Excerpts from point annotation data:
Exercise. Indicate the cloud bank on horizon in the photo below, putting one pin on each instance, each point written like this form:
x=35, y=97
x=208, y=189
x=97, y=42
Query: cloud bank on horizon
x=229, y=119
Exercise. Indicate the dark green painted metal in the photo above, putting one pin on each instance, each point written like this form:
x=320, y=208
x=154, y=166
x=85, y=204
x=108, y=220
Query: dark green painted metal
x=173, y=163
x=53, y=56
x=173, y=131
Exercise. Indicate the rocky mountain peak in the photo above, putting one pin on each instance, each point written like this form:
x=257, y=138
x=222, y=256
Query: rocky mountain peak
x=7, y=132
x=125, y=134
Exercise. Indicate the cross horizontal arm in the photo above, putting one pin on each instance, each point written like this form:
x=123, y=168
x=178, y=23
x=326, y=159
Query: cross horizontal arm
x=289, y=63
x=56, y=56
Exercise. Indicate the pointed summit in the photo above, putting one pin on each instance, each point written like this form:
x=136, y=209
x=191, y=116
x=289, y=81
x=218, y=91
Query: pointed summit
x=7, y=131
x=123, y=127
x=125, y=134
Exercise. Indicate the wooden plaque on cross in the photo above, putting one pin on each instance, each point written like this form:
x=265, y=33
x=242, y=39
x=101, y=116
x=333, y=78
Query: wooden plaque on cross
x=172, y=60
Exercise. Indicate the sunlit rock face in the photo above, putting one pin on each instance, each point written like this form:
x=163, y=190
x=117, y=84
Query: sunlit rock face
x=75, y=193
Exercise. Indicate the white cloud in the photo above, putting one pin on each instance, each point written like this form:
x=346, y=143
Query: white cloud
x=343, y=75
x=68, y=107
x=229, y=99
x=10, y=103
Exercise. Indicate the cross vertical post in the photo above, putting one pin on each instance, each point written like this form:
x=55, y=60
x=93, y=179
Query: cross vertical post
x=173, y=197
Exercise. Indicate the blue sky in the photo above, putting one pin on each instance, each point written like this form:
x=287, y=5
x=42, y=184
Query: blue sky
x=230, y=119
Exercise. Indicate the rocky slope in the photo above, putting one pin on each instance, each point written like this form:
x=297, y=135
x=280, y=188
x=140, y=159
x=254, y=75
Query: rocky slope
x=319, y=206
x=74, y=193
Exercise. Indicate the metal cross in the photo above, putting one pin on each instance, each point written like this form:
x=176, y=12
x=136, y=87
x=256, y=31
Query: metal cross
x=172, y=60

GIVEN INSTRUCTION: Rescale the entries above from the line containing "Exercise. Indicate the sunlit" through the line containing "x=230, y=119". Write out every line in that span, requests included, with each answer coordinate multiplied by 1.2 and rounded to a whole number (halves round up), and leave the requests and their sample coordinates unchanged.

SOLVED PROBLEM:
Exercise. Indicate the sunlit rock face in the photo above, putting one pin on each instance, each point written like this form:
x=163, y=190
x=117, y=84
Query: sunlit rock face
x=90, y=232
Exercise. Indicate the white cloud in the photo above, putting one pin on each instance, each point written like this form:
x=346, y=143
Query: white cloud
x=412, y=90
x=82, y=128
x=275, y=119
x=12, y=124
Exercise. Indicate the cross vertical post in the photo above, putting one pin on each instance, each point written like this form:
x=55, y=60
x=93, y=179
Query: cross vertical post
x=208, y=236
Exercise. Indicate the blue sky in the photo above, putting one pin on each instance, each point written like this form:
x=287, y=5
x=42, y=184
Query: blue sky
x=276, y=143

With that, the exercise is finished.